* PASSAGE CHOISI:
==========

Un soir, un fabricien, membre de la commission, fut député pour se rendre au presbytère. L'abbé Houlière comprit de travers l'émissaire qui lui fut adressé. Il pensait qu'il lui fallait réunir la totalité des 5.000F. En réalité, on ne lui en demandait que 1.000F. Mais cette erreur d'interprétation l'amena à refuser tout net.
Devant ce qu'il considérait comme un refus, la municipalité, influencée par Grandchamp, se fendit dès le lendemain d'une délibération en forme de déclaration de guerre et qui fut approuvée par l'administration préfectorale : on supprima le supplément de traitement consenti au curé de Jumièges depuis 1874. « Non par hostilité », jurera-t-elle la main sur le cœur, mais parce que l'état de ses finances ne lui permettait plus « de poursuivre des sacrifices qui, d'ailleurs, ne sont pas obligatoires. » La commune, pour satisfaire l'autorité diocésaine, n'avait-elle pas dépensé 25.000 F dans la construction d'un nouveau presbytère. Et c'est précisément l'emprunt contracté à cet effet qui obérait ses capacités d'investissement.

==========

* DÉFIS:
1. Selon le passage choisi, quelle somme demandait-on en réalité à l'abbé Houlière ?
2. D'après le passage choisi, quel motif la municipalité avance-t-elle pour supprimer le supplément de traitement du curé de Jumièges ? Répondez en une à trois phrases.

==========

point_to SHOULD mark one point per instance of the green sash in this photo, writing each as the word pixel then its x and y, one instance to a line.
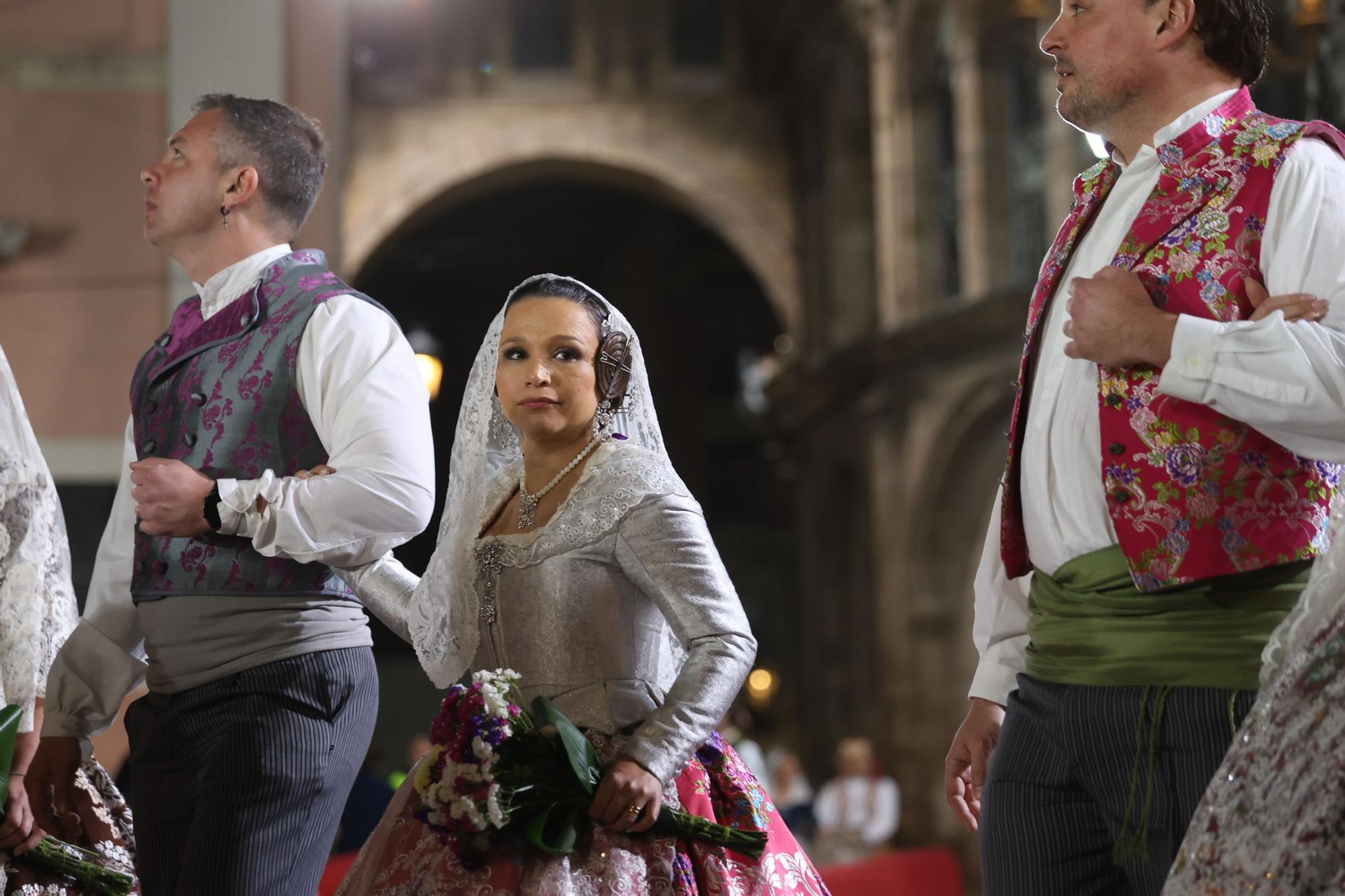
pixel 1091 626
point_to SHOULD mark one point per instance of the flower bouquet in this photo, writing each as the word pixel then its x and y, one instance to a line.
pixel 494 767
pixel 87 868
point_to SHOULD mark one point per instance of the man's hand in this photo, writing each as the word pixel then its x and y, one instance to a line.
pixel 1297 306
pixel 965 770
pixel 1114 322
pixel 170 497
pixel 50 782
pixel 18 833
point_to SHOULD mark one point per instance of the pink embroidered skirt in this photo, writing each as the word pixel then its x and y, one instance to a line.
pixel 404 857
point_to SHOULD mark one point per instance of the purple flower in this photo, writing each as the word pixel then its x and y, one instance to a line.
pixel 1330 473
pixel 1186 463
pixel 1176 542
pixel 1254 458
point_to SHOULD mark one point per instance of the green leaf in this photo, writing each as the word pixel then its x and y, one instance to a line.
pixel 10 717
pixel 559 836
pixel 583 758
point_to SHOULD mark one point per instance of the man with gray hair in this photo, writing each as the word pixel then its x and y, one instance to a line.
pixel 215 579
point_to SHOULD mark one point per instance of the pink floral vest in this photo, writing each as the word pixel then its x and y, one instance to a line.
pixel 1192 494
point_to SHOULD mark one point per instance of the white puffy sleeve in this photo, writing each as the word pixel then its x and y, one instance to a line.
pixel 38 607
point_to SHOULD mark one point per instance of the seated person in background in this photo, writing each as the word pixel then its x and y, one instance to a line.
pixel 859 810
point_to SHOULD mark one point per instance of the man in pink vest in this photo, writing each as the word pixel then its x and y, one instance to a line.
pixel 1172 451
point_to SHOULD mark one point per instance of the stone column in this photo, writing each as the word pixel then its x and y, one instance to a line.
pixel 983 193
pixel 318 77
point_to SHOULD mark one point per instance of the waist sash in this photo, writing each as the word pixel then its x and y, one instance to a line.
pixel 1091 626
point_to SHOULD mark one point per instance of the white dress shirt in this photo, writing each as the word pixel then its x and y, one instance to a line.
pixel 871 806
pixel 1284 378
pixel 358 381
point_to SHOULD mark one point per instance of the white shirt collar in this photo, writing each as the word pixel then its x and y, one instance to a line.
pixel 237 279
pixel 1179 127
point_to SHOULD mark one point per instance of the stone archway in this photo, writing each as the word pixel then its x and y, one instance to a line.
pixel 726 166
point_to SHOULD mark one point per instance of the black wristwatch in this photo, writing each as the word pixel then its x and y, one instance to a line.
pixel 210 510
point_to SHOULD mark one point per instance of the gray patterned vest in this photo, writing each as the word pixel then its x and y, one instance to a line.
pixel 223 397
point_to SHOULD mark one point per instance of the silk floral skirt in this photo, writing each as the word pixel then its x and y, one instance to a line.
pixel 1273 819
pixel 404 857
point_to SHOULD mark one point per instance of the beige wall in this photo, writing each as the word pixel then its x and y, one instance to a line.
pixel 81 112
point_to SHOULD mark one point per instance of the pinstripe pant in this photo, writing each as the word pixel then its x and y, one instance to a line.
pixel 1061 778
pixel 240 783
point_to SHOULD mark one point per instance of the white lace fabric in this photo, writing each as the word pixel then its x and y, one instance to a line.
pixel 38 607
pixel 1319 604
pixel 443 614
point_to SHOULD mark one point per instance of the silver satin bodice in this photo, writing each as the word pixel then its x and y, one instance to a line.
pixel 630 627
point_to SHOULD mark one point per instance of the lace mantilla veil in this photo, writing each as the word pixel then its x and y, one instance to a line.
pixel 1320 603
pixel 37 600
pixel 443 614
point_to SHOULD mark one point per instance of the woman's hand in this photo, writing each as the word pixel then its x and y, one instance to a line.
pixel 626 786
pixel 18 833
pixel 1297 306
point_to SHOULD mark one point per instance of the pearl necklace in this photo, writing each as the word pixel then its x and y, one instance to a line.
pixel 528 503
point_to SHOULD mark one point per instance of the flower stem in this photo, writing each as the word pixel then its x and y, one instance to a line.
pixel 87 868
pixel 677 822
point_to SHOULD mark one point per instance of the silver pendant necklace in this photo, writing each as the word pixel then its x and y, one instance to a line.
pixel 528 503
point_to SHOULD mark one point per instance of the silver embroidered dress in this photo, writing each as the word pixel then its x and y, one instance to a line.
pixel 621 610
pixel 1273 821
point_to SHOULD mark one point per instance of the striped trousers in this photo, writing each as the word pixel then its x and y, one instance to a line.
pixel 240 783
pixel 1063 774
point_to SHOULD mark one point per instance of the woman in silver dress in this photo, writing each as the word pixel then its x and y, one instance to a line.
pixel 572 552
pixel 1273 821
pixel 37 614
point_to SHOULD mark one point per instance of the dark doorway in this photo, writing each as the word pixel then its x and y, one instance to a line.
pixel 696 309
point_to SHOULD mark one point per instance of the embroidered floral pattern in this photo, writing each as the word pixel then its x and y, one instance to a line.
pixel 1272 821
pixel 411 858
pixel 1192 494
pixel 221 396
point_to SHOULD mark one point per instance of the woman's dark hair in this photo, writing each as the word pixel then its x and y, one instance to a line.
pixel 559 288
pixel 1237 36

==========

* RÉPONSES COMPLÈTES:
1. 1.000 F.

2. Elle affirme ne pas agir par hostilité, mais parce que ses finances ne lui permettaient plus de poursuivre des sacrifices qui n'étaient pas obligatoires. L'emprunt contracté pour construire un nouveau presbytère de 25.000 F, afin de satisfaire l'autorité diocésaine, obérait ses capacités d'investissement.